== About this task ==
Look below. Copy each line that has "vest" in it.

────

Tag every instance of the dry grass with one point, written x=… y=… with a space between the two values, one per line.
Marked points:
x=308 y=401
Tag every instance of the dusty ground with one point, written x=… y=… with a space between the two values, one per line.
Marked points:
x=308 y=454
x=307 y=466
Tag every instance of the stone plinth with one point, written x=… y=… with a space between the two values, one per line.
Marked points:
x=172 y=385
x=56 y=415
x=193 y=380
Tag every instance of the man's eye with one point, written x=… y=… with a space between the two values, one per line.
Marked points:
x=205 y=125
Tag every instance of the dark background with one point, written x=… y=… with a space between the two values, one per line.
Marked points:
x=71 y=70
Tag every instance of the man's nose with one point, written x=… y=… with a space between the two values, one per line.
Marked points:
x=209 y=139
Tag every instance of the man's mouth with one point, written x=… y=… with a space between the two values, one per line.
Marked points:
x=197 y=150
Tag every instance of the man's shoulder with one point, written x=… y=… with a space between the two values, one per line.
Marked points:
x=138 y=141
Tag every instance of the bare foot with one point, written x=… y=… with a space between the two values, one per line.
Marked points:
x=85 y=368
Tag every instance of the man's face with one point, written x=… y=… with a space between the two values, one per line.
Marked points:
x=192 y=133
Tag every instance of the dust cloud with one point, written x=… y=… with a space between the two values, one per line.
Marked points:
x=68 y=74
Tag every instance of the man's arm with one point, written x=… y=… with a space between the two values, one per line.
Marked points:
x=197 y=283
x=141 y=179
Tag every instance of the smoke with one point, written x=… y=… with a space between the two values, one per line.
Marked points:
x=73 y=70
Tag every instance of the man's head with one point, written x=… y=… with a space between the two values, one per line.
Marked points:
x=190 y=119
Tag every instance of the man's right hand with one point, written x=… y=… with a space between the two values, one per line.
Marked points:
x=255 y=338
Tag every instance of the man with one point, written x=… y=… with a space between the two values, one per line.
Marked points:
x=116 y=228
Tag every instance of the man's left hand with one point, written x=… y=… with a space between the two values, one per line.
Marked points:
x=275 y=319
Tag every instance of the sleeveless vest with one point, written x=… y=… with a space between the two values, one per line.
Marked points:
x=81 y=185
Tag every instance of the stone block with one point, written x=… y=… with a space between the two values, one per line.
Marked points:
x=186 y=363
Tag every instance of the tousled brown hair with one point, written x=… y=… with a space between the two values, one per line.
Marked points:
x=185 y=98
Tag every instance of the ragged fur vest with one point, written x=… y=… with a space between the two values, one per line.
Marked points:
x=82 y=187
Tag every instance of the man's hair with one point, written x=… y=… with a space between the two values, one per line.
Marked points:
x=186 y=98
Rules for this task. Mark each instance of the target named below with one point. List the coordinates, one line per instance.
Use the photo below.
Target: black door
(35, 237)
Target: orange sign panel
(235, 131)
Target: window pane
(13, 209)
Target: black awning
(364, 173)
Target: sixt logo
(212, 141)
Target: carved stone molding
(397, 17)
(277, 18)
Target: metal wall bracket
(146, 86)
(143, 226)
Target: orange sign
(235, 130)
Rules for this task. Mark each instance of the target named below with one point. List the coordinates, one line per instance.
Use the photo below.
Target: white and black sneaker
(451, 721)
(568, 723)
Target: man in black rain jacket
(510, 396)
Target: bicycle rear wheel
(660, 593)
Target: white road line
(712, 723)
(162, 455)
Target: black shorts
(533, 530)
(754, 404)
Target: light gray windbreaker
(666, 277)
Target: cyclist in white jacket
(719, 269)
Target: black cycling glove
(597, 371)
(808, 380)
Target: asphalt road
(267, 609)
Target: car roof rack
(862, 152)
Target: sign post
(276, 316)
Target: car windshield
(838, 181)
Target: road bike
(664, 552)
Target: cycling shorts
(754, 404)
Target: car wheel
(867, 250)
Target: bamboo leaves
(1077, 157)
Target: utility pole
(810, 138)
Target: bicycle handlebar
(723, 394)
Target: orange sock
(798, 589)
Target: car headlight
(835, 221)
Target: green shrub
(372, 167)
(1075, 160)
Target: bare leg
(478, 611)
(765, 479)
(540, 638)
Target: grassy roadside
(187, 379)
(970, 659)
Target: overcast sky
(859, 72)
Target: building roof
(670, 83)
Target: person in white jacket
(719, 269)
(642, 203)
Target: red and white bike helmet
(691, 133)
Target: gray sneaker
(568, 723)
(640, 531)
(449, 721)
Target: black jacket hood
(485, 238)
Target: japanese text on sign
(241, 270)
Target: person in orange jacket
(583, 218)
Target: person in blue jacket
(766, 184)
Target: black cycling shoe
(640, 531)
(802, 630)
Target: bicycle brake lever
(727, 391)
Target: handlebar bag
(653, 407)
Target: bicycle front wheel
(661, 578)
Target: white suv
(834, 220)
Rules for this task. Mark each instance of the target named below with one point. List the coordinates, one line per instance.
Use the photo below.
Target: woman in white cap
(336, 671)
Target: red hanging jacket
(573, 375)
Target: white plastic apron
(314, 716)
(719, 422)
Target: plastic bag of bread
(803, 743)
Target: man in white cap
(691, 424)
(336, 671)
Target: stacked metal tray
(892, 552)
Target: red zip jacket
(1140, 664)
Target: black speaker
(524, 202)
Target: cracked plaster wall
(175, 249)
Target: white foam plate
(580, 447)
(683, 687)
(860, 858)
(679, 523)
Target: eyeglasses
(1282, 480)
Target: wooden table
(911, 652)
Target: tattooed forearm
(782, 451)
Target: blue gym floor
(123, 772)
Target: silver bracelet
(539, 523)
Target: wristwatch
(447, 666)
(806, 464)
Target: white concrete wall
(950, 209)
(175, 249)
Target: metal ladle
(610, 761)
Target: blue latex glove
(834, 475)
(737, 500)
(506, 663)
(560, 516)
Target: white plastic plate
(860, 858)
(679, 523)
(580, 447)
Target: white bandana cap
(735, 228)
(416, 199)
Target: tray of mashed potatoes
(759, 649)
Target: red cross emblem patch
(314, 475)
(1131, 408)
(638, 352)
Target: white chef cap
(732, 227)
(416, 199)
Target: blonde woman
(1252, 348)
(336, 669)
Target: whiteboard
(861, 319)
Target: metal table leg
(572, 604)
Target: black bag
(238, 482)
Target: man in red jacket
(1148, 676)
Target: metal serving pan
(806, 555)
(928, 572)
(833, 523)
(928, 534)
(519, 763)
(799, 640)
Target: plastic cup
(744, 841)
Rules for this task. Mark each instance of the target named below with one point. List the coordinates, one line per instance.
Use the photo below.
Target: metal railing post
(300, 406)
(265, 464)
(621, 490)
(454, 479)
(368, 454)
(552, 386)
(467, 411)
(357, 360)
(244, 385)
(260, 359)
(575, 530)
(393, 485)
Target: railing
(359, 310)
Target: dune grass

────

== Result below ==
Tag every instance of the sleeveless vest with one point, written x=… y=… with a space between the two values, one per line.
Tag every instance of the ragged fur vest with one point, written x=… y=… with a space between the two values, one per line.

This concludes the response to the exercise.